_INFORMATION SUPPLIED_.
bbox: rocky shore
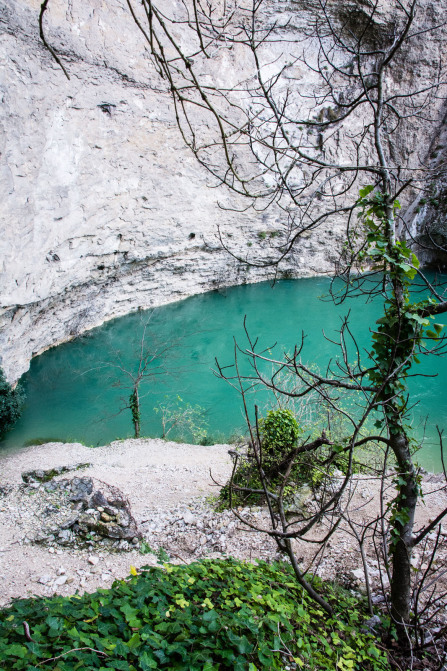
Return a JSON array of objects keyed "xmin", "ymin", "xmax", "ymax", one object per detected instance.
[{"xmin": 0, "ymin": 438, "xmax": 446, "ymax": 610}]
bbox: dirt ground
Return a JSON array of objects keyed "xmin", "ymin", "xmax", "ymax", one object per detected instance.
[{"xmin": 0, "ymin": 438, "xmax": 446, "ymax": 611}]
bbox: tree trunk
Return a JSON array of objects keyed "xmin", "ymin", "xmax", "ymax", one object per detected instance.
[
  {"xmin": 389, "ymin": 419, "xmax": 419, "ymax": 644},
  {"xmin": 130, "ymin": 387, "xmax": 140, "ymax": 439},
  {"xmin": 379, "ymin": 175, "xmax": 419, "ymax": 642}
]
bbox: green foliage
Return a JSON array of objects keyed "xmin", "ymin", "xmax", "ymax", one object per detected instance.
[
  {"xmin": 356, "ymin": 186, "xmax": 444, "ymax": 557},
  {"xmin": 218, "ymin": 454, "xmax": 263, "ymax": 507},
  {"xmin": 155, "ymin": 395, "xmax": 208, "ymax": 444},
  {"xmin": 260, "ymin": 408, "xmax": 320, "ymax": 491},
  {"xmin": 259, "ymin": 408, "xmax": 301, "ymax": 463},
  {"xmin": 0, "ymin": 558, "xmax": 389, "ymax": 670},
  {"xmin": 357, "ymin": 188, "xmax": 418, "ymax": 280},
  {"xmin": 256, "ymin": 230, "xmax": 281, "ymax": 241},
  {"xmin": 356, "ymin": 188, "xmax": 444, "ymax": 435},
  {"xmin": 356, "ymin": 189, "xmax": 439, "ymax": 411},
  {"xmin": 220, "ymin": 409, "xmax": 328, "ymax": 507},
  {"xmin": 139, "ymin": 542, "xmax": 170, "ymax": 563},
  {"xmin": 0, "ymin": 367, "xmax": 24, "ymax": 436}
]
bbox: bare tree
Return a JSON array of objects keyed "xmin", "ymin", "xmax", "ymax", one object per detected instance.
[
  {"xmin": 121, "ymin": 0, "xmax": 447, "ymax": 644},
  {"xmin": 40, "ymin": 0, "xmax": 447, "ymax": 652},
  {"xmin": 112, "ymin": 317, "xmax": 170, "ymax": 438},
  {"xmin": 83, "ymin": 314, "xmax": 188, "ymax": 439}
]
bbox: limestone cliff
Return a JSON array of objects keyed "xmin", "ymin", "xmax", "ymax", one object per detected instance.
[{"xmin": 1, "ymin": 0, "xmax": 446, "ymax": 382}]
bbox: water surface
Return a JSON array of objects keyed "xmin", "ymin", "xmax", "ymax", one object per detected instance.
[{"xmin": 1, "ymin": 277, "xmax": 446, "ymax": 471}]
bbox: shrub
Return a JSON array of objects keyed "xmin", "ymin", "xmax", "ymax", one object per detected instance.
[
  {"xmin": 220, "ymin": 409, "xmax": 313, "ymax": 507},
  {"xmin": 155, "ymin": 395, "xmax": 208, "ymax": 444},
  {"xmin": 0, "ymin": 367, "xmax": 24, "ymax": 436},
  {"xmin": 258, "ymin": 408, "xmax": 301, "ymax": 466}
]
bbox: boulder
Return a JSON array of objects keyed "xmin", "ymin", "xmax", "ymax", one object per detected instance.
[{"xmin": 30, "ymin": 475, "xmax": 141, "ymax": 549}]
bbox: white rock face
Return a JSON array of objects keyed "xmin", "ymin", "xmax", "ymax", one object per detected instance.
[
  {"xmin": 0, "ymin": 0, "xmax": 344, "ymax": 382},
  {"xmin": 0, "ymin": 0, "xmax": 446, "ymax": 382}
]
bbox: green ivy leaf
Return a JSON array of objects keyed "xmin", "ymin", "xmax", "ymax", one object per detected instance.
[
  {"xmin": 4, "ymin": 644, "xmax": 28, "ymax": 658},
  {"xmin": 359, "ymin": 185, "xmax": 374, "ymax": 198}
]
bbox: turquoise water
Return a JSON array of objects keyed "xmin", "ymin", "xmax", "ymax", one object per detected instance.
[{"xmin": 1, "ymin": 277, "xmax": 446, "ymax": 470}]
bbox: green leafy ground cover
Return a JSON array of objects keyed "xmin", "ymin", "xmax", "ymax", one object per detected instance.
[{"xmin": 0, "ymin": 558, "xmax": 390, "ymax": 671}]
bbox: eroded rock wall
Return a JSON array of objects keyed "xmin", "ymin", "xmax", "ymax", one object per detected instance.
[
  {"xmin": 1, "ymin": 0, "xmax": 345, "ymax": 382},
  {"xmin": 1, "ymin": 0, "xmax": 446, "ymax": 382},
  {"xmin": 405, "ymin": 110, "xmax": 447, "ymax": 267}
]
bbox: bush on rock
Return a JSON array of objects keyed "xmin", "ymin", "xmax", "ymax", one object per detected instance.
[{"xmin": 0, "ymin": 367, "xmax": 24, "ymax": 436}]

_WHAT IS NEEDED_.
All lines from the start of the entries above through the line containing "bbox: green foliage" are to be given again exactly; the pictures are not.

_TASK ANSWER_.
bbox: rocky shore
Return a JSON array of objects keyed "xmin", "ymin", "xmax", "ymax", one object per detected instance.
[{"xmin": 0, "ymin": 438, "xmax": 446, "ymax": 610}]
bbox: dirt ground
Return a JSON array of objects keyed "xmin", "ymin", "xmax", "ymax", one object per detected instance.
[{"xmin": 0, "ymin": 438, "xmax": 446, "ymax": 611}]
bbox: tree trunk
Return a JSON array of objects keyed "xmin", "ymin", "xmax", "ymax", one object per detected instance.
[
  {"xmin": 389, "ymin": 419, "xmax": 419, "ymax": 644},
  {"xmin": 130, "ymin": 387, "xmax": 140, "ymax": 439},
  {"xmin": 379, "ymin": 175, "xmax": 419, "ymax": 642}
]
bbox: green foliage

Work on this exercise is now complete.